-- Start Listed entries --
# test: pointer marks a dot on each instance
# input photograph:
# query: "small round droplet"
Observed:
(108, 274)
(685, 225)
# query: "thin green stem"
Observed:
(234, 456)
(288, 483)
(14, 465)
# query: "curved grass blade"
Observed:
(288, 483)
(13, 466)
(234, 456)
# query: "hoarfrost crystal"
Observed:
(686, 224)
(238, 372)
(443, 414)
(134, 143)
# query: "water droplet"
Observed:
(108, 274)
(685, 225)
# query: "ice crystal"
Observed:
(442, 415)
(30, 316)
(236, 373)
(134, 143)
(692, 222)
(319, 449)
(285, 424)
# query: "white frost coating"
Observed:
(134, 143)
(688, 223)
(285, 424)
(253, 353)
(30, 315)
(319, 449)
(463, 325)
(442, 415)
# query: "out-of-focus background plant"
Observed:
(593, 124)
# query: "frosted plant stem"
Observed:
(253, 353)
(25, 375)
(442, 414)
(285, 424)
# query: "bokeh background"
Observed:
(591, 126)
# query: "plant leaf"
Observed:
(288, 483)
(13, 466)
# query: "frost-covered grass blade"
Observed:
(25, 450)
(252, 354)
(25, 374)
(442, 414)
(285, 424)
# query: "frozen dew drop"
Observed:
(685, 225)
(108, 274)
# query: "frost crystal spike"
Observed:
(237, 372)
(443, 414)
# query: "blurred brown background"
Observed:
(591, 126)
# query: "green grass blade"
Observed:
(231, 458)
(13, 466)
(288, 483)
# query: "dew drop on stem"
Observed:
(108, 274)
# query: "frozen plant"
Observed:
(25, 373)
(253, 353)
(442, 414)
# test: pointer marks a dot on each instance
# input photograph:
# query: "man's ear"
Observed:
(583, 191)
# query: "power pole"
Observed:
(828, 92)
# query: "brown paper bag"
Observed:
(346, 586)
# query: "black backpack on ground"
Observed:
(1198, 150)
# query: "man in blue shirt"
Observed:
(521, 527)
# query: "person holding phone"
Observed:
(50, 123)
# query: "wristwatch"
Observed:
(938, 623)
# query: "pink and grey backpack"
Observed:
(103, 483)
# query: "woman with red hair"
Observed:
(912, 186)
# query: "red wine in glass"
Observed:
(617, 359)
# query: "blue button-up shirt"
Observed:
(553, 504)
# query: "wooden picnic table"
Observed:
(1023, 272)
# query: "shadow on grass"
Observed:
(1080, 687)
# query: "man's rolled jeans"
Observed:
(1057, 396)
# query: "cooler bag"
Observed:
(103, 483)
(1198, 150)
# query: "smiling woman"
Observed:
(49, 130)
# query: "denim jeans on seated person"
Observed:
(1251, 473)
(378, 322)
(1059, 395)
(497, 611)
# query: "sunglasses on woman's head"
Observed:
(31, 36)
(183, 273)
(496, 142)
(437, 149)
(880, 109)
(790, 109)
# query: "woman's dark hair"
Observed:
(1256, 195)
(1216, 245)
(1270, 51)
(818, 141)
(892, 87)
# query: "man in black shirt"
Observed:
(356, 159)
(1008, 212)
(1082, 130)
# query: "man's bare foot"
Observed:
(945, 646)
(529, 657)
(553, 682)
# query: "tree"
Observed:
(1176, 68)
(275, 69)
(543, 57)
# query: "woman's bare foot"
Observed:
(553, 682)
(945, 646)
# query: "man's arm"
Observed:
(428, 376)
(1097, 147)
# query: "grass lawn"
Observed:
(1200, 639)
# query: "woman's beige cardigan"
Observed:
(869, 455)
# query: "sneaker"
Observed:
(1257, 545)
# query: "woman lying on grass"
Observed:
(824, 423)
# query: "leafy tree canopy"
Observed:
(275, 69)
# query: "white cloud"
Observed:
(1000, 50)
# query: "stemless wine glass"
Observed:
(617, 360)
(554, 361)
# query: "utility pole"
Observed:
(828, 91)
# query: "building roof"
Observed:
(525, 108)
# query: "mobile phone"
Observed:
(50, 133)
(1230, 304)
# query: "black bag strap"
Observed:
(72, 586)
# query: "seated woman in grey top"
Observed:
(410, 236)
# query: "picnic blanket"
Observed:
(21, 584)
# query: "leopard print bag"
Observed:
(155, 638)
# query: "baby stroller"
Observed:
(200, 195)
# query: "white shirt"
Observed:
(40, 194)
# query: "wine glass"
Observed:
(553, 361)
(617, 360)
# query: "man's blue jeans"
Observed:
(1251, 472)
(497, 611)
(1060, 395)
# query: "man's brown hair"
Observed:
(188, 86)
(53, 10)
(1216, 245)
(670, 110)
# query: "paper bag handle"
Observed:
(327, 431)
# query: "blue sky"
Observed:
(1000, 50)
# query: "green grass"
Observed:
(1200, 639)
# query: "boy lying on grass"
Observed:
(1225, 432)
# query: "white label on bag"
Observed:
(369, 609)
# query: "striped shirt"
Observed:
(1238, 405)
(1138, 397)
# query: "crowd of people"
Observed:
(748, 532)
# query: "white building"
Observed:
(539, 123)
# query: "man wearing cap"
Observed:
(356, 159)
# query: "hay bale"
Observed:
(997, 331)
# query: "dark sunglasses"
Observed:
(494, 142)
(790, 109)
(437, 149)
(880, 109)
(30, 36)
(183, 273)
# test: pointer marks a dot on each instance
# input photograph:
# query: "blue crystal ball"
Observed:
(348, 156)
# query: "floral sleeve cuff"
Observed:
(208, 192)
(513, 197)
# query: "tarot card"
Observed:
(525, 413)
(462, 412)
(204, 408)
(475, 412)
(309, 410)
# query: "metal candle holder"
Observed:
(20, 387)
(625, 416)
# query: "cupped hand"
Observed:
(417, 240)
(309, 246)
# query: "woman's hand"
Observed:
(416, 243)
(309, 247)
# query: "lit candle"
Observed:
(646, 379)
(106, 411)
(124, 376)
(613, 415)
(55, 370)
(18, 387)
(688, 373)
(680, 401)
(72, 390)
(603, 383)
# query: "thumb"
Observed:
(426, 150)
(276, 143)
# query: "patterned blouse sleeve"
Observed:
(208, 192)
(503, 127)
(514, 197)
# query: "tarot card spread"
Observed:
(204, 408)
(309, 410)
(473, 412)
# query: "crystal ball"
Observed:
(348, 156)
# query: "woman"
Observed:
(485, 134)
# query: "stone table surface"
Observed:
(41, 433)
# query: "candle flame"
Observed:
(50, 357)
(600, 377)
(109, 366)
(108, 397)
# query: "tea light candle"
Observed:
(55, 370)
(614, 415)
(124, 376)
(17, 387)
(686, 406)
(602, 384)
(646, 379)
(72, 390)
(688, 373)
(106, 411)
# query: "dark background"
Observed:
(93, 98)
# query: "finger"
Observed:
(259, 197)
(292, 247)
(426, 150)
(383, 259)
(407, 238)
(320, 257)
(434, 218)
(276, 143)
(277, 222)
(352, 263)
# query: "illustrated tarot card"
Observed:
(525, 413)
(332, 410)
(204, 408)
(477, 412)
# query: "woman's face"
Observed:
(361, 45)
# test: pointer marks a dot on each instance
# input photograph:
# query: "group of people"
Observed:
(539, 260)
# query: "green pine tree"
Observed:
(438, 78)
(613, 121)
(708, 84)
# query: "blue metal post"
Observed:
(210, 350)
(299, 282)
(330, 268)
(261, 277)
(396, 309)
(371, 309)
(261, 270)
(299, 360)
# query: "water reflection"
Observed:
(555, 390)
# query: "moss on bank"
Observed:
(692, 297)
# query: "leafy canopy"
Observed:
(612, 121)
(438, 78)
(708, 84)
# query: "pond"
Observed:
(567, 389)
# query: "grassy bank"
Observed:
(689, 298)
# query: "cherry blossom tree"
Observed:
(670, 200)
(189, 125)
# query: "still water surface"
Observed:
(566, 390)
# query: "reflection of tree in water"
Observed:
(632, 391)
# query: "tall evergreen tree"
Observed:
-- End Listed entries --
Problem details: Exactly reproduce every line of the records.

Answer to the exercise:
# test: pointer marks a dot on each instance
# input photograph:
# query: "small round droplet"
Observed:
(108, 274)
(685, 225)
# query: "thin green stem"
Observed:
(234, 456)
(288, 483)
(14, 465)
# query: "curved grass blade"
Observed:
(288, 483)
(13, 466)
(234, 456)
# query: "hoarfrost crystal"
Observed:
(686, 224)
(238, 372)
(443, 414)
(134, 143)
# query: "water droplet"
Observed:
(108, 274)
(685, 225)
# query: "ice crystal"
Observed:
(442, 415)
(30, 316)
(236, 373)
(134, 143)
(692, 222)
(319, 449)
(285, 424)
# query: "white frost coating"
Observed:
(134, 143)
(688, 223)
(285, 424)
(253, 353)
(30, 315)
(319, 449)
(463, 325)
(442, 415)
# query: "out-of-focus background plant"
Observed:
(593, 124)
# query: "frosted plant stem"
Observed:
(253, 353)
(25, 375)
(442, 414)
(285, 424)
# query: "bokeh background"
Observed:
(591, 126)
# query: "plant leaf"
Observed:
(288, 483)
(13, 466)
# query: "frost-covered grass blade"
Observed:
(25, 450)
(252, 354)
(25, 374)
(442, 414)
(285, 424)
# query: "frozen dew drop"
Observed:
(685, 225)
(108, 274)
# query: "frost crystal spike"
Observed:
(237, 372)
(443, 414)
# query: "blurred brown background"
Observed:
(591, 126)
# query: "green grass blade"
Observed:
(231, 458)
(13, 466)
(288, 483)
# query: "dew drop on stem"
Observed:
(108, 274)
# query: "frozen plant"
Observed:
(25, 373)
(253, 353)
(442, 414)
# test: pointer marks a dot on each instance
# input photograph:
# query: "man's ear"
Observed:
(583, 191)
# query: "power pole"
Observed:
(828, 92)
# query: "brown paper bag"
Observed:
(346, 586)
# query: "black backpack on ground"
Observed:
(1198, 150)
# query: "man in blue shirt"
Observed:
(521, 527)
# query: "person holding phone"
Observed:
(50, 123)
# query: "wristwatch"
Observed:
(938, 623)
# query: "pink and grey backpack"
Observed:
(103, 483)
# query: "woman with red hair"
Observed:
(912, 186)
# query: "red wine in glass"
Observed:
(617, 359)
# query: "blue button-up shirt"
Observed:
(553, 504)
# query: "wooden picnic table"
Observed:
(1023, 272)
# query: "shadow on grass"
Observed:
(1080, 687)
# query: "man's rolled jeans"
Observed:
(1057, 396)
# query: "cooler bag"
Observed:
(103, 483)
(1198, 150)
# query: "smiling woman"
Observed:
(49, 130)
# query: "denim jeans on seated person"
Observed:
(1251, 473)
(378, 322)
(1059, 395)
(497, 611)
# query: "sunglasses on woman's head"
Observed:
(31, 36)
(183, 273)
(496, 142)
(437, 149)
(880, 109)
(790, 109)
# query: "woman's dark hair"
Observed:
(1256, 195)
(1216, 245)
(1270, 51)
(818, 141)
(892, 87)
# query: "man in black shirt"
Observed:
(356, 159)
(1008, 212)
(1082, 130)
# query: "man's bare foot"
Observed:
(945, 646)
(529, 657)
(553, 682)
# query: "tree"
Observed:
(1176, 68)
(275, 69)
(543, 57)
# query: "woman's bare foot"
Observed:
(553, 682)
(945, 646)
# query: "man's arm"
Observed:
(428, 376)
(1097, 147)
# query: "grass lawn"
Observed:
(1200, 639)
# query: "woman's beige cardigan"
Observed:
(869, 455)
# query: "sneaker"
Observed:
(1257, 545)
# query: "woman lying on grass"
Observed:
(824, 423)
# query: "leafy tree canopy"
Observed:
(275, 69)
# query: "white cloud"
Observed:
(1000, 50)
# query: "stemless wine glass"
Observed:
(617, 360)
(554, 361)
# query: "utility pole"
Observed:
(828, 91)
# query: "building roof"
Observed:
(525, 108)
# query: "mobile phone"
Observed:
(50, 133)
(1230, 304)
# query: "black bag strap"
Observed:
(72, 586)
# query: "seated woman in grey top"
Observed:
(410, 236)
# query: "picnic blanket"
Observed:
(21, 584)
# query: "leopard print bag"
Observed:
(155, 638)
# query: "baby stroller"
Observed:
(200, 195)
# query: "white shirt"
Observed:
(40, 194)
# query: "wine glass"
Observed:
(553, 361)
(617, 360)
# query: "man's blue jeans"
Observed:
(1251, 472)
(497, 611)
(1060, 395)
# query: "man's brown hair"
Observed:
(188, 86)
(53, 10)
(1216, 245)
(670, 110)
# query: "paper bag handle"
Observed:
(327, 431)
# query: "blue sky"
Observed:
(1000, 50)
# query: "green grass"
Observed:
(1200, 639)
# query: "boy lying on grass"
Observed:
(1225, 432)
# query: "white label on bag"
Observed:
(369, 609)
# query: "striped shirt"
Observed:
(1238, 405)
(1138, 397)
# query: "crowd of people"
Observed:
(748, 532)
# query: "white building"
Observed:
(539, 123)
# query: "man wearing cap"
Observed:
(356, 159)
# query: "hay bale"
Observed:
(997, 331)
# query: "dark sunglasses"
Observed:
(494, 142)
(790, 109)
(437, 149)
(880, 109)
(30, 36)
(183, 273)
# test: pointer marks a dot on each instance
# input photograph:
# query: "blue crystal ball"
Observed:
(348, 156)
# query: "floral sleeve cuff"
Observed:
(208, 192)
(513, 197)
# query: "tarot card"
Observed:
(525, 413)
(462, 412)
(204, 408)
(475, 412)
(309, 410)
# query: "metal candle holder"
Observed:
(20, 387)
(625, 416)
# query: "cupped hand"
Observed:
(417, 240)
(309, 246)
# query: "woman's hand"
Observed:
(416, 243)
(309, 247)
# query: "lit candle"
Observed:
(646, 379)
(106, 411)
(124, 376)
(613, 415)
(55, 370)
(18, 387)
(688, 373)
(680, 401)
(72, 390)
(603, 383)
# query: "thumb"
Observed:
(426, 150)
(276, 143)
# query: "patterned blouse sleeve"
Observed:
(208, 192)
(503, 127)
(514, 197)
# query: "tarot card spread"
Observed:
(204, 408)
(309, 410)
(473, 412)
# query: "crystal ball"
Observed:
(348, 156)
# query: "woman"
Observed:
(485, 134)
# query: "stone table surface"
Observed:
(41, 433)
# query: "candle flame"
Observed:
(50, 357)
(600, 377)
(109, 366)
(108, 397)
# query: "tea light candle"
Observed:
(55, 370)
(614, 415)
(124, 376)
(17, 387)
(686, 406)
(602, 384)
(646, 379)
(72, 390)
(688, 373)
(106, 411)
# query: "dark background"
Observed:
(93, 98)
# query: "finger"
Observed:
(259, 197)
(292, 247)
(426, 150)
(383, 259)
(407, 238)
(320, 257)
(434, 218)
(276, 143)
(277, 222)
(352, 263)
# query: "illustrated tarot card"
Observed:
(525, 413)
(332, 410)
(204, 408)
(477, 412)
# query: "woman's face"
Observed:
(361, 45)
# test: pointer marks a dot on each instance
# input photograph:
# query: "group of people"
Observed:
(539, 260)
# query: "green pine tree"
Observed:
(438, 78)
(613, 121)
(708, 84)
# query: "blue metal post"
Observed:
(210, 350)
(299, 282)
(330, 268)
(261, 277)
(396, 309)
(371, 309)
(261, 270)
(299, 360)
# query: "water reflection"
Observed:
(555, 390)
# query: "moss on bank"
Observed:
(692, 297)
# query: "leafy canopy"
Observed:
(612, 121)
(438, 78)
(708, 84)
# query: "pond"
Observed:
(567, 389)
# query: "grassy bank"
Observed:
(689, 298)
# query: "cherry blossom tree"
Observed:
(670, 200)
(189, 125)
# query: "still water surface"
Observed:
(566, 390)
# query: "reflection of tree in water"
Observed:
(632, 391)
# query: "tall evergreen tree"
Observed:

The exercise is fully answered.